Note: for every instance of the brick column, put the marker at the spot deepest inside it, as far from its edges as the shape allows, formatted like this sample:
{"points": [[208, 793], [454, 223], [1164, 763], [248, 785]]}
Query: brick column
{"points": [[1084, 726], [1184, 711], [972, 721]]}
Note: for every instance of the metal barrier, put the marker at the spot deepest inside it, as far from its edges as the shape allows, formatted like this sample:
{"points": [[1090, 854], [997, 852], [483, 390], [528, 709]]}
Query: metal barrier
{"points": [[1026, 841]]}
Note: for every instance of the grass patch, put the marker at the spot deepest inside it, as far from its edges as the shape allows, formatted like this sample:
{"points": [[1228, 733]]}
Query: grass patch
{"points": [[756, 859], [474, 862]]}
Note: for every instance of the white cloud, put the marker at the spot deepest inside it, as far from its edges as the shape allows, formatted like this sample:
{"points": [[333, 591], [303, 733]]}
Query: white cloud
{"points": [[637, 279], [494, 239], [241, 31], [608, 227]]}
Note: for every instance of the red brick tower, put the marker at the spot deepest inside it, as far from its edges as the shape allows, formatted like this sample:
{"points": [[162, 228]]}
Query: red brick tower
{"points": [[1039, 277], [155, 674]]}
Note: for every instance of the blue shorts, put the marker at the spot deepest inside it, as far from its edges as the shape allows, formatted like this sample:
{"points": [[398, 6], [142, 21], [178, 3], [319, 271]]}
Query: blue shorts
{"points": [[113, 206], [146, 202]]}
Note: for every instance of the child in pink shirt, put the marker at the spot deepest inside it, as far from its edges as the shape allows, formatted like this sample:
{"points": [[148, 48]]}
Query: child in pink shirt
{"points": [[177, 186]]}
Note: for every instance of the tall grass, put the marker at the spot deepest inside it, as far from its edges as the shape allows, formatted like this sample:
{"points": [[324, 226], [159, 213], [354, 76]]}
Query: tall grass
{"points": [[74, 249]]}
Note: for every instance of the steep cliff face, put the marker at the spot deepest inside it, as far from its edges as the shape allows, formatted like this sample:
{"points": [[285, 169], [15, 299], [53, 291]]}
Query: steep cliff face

***

Convert all of the items above into a JSON array of strings, with one string for each line and blank lines left out.

*Answer in full*.
[
  "Note: for every instance of the brick column, put the marker at the spot deepest inside it, as far from its edges as the shape allows, formatted like this sample:",
  "{\"points\": [[208, 793], [454, 223], [1164, 763], [248, 785]]}",
  "Query: brick column",
  "{\"points\": [[1084, 726], [1184, 711], [972, 721]]}",
  "Note: for every instance of the metal barrier, put the marker at the spot deepest inside it, as far from its edges as the shape allows, formatted like this sample:",
  "{\"points\": [[1090, 854], [997, 852], [483, 390], [528, 709]]}",
  "Query: metal barrier",
  "{\"points\": [[1026, 841]]}",
  "Note: for every instance of the grass patch, put the marker at the spot deepest inside it, as far from its edges as the shape allows, formatted like this sample:",
  "{\"points\": [[1228, 733]]}",
  "Query: grass patch",
  "{\"points\": [[756, 859], [474, 862]]}",
  "Note: for every instance of the white cloud, put the marker at the spot deepest inside it, as far from its edges as the shape allows, formatted like this sample:",
  "{\"points\": [[333, 591], [303, 733]]}",
  "Query: white cloud",
  "{\"points\": [[637, 279], [494, 239], [241, 31], [608, 227]]}",
  "Note: for every instance of the red brick tower, put the marker at the spot deepest inside it, as far from its edges as the shape allows, formatted like this sample:",
  "{\"points\": [[162, 228]]}",
  "Query: red brick tower",
  "{\"points\": [[1039, 277], [155, 674]]}",
  "Note: for every instance of the blue shorts, put the marker at the spot deepest inside it, as far from its edges as the shape allows, formatted like this sample:",
  "{\"points\": [[398, 6], [142, 21], [178, 3], [319, 271]]}",
  "Query: blue shorts",
  "{\"points\": [[113, 206], [146, 202]]}",
  "Note: for every instance of the child in pink shirt, put the marker at the spot deepest inside it, as far from its edges as the shape allows, formatted like this sample:",
  "{\"points\": [[148, 48]]}",
  "Query: child in pink shirt",
  "{\"points\": [[177, 186]]}",
  "Note: for every instance of the tall grass, put the marker at the spot deepest inside it, as far from its edges as the shape allows, formatted like this sample:",
  "{\"points\": [[324, 226], [159, 213], [354, 76]]}",
  "Query: tall grass",
  "{\"points\": [[74, 249]]}",
  "Note: for every instance of the steep cliff face, put the marker at the spot deepest inside it, as far from its edges as the shape allows, formatted like this sample:",
  "{\"points\": [[285, 169], [15, 299], [53, 291]]}",
  "Query: steep cliff face"
]